— Consigne écrite 1 —
D’après l’extrait sur le pouvoir impérial romain, pourquoi l’empereur doit-il associer au pouvoir l’individu qu’il souhaite voir lui succéder ? Répondez en une à trois phrases.
— Consigne écrite 2 —
Recopiez le passage de l’extrait sur le pouvoir impérial romain en commençant à « L’immensité du monde » et en terminant à « lui voir succéder. ».

— Extrait présenté —
• • •
L’immensité du monde romain, qui s’étend au début du iiie siècle de l’Euphrate à la mer d’Irlande et du Danube aux confins du Sahara, encourage les empereurs à associer des membres de leur parenté pour l’administrer et le défendre. A Rome, la fonction impériale ne constitue pas un pouvoir inscrit dans le droit, le souverain accumule donc des prérogatives qu’il exerce ou délègue à des représentants ou des parents. Par ailleurs, l’absence de règles de succession dans l’empire romain entraîne la nécessité d’associer au pouvoir l’individu que l’empereur souhaite lui voir succéder.
• • •
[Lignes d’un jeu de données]

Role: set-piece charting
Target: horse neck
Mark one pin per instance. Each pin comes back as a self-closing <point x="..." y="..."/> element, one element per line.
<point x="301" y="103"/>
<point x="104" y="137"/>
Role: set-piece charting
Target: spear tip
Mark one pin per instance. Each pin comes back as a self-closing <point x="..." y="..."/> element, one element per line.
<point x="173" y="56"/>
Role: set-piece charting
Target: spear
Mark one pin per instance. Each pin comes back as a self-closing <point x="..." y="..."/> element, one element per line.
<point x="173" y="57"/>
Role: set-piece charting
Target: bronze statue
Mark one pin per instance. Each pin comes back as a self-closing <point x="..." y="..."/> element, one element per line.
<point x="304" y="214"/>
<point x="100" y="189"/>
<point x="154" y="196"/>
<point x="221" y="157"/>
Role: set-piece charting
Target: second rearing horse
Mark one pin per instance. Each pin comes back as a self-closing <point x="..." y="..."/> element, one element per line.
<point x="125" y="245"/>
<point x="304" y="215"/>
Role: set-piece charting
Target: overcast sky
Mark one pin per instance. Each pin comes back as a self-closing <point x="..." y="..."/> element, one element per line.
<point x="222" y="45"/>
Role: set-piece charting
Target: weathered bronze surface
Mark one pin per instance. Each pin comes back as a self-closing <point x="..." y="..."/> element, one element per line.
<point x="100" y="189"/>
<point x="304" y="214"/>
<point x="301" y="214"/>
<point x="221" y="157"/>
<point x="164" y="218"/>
• • •
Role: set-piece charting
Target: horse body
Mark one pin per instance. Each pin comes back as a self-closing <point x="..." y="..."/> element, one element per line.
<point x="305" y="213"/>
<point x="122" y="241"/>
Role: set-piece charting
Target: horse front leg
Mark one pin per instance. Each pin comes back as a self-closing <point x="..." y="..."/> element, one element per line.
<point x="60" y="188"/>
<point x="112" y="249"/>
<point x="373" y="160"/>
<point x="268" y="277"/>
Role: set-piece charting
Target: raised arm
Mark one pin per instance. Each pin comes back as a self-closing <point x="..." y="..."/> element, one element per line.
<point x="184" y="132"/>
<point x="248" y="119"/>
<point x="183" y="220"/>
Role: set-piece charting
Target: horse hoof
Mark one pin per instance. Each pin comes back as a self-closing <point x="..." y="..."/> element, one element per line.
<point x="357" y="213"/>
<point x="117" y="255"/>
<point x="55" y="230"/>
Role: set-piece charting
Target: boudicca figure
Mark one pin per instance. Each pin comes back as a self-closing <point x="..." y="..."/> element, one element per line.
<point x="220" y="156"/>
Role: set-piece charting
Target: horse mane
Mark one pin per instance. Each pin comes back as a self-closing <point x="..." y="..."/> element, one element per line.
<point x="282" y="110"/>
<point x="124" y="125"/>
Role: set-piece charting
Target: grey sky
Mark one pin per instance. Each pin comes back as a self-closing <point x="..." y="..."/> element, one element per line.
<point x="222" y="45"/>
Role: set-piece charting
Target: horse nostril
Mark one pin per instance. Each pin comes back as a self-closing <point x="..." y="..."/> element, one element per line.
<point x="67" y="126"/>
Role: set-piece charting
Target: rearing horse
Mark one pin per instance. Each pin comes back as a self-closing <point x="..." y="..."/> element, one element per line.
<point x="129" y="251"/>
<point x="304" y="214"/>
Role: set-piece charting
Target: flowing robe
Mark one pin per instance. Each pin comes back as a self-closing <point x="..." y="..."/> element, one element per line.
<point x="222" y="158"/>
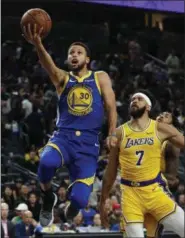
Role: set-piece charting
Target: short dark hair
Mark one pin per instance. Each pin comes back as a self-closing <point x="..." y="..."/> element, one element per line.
• • •
— Réponse attendue 1 —
L’empire romain ne possédait pas de règles de succession. L’empereur devait donc associer au pouvoir la personne qu’il voulait voir lui succéder.

— Réponse attendue 2 —
L’immensité du monde romain, qui s’étend au début du iiie siècle de l’Euphrate à la mer d’Irlande et du Danube aux confins du Sahara, encourage les empereurs à associer des membres de leur parenté pour l’administrer et le défendre. A Rome, la fonction impériale ne constitue pas un pouvoir inscrit dans le droit, le souverain accumule donc des prérogatives qu’il exerce ou délègue à des représentants ou des parents. Par ailleurs, l’absence de règles de succession dans l’empire romain entraîne la nécessité d’associer au pouvoir l’individu que l’empereur souhaite lui voir succéder.